# Source extract:

>>>

Thursday, March 17, 2016 | 301 | 0 | min read

For the past decade or more, the dominant storyline in workers’ compensation has been the states reducing benefits, limiting the very definition of a compensable injury, and shifting much of the cost of workplace injuries to workers and the federal and state governments.

Bob Burke

Bob Burke

Then, on March 1, the Oklahoma Supreme Court released a 50-page unanimous opinion that may be the most important state Supreme Court workers’ compensation decision in many years. In Torres v. Seaboard Foods, the Court declared as unconstitutional one section of Oklahoma’s 2013 reform law that required 180 days of continuous employment for a cumulative trauma injury to be compensable. But the Supreme Court did much more than toss out one arbitrary limitation.

Torres stands for the principle that an injured worker’s federal and state due process rights are violated by a law that limits benefits UNLESS the legislation is rationally related to a legitimate government interest of preventing workers’ comp fraud or decreasing employers’ costs.

<<<

# Items:
>>>

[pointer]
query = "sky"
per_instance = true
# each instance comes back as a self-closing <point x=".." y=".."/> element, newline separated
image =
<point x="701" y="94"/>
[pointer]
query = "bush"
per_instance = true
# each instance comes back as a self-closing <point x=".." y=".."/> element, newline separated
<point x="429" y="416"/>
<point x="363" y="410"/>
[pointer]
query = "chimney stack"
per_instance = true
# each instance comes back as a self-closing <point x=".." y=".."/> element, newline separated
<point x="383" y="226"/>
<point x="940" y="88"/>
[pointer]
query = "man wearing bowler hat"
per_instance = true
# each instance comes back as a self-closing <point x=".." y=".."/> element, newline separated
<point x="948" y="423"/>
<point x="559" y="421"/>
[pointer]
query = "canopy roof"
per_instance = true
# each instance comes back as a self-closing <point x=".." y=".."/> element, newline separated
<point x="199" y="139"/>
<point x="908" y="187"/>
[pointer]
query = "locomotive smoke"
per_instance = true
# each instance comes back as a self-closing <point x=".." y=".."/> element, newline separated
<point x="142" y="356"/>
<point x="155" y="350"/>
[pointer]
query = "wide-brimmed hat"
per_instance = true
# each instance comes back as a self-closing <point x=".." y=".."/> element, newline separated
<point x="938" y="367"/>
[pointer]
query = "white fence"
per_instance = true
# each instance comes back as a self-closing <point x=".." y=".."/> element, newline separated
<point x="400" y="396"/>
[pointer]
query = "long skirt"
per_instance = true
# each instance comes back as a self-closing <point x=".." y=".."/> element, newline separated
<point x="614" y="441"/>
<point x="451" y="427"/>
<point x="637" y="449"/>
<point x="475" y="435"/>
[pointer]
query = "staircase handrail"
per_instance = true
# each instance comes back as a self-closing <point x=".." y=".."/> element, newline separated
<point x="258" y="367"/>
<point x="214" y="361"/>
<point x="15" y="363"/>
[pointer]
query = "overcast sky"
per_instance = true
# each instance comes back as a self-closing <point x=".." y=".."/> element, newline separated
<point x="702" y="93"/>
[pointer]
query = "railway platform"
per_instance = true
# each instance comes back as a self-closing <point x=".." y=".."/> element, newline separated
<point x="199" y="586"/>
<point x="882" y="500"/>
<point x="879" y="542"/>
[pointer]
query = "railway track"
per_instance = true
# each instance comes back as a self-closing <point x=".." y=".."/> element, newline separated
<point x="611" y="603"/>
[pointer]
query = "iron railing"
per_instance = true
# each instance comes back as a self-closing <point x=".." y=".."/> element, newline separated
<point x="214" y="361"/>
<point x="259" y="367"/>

<<<

# Exercise task A:
According to the workers' compensation article, what did the section of Oklahoma's 2013 reform law that the Court struck down in Torres v. Seaboard Foods require?
# Exercise task B:
Transcribe the passage of the workers' compensation article that begins at the words "Thursday, March 17, 2016" and stops after the words "and state governments.".

# Finished answer A:
It required 180 days of continuous employment for a cumulative trauma injury to be compensable.

# Finished answer B:
Thursday, March 17, 2016 | 301 | 0 | min read

For the past decade or more, the dominant storyline in workers’ compensation has been the states reducing benefits, limiting the very definition of a compensable injury, and shifting much of the cost of workplace injuries to workers and the federal and state governments.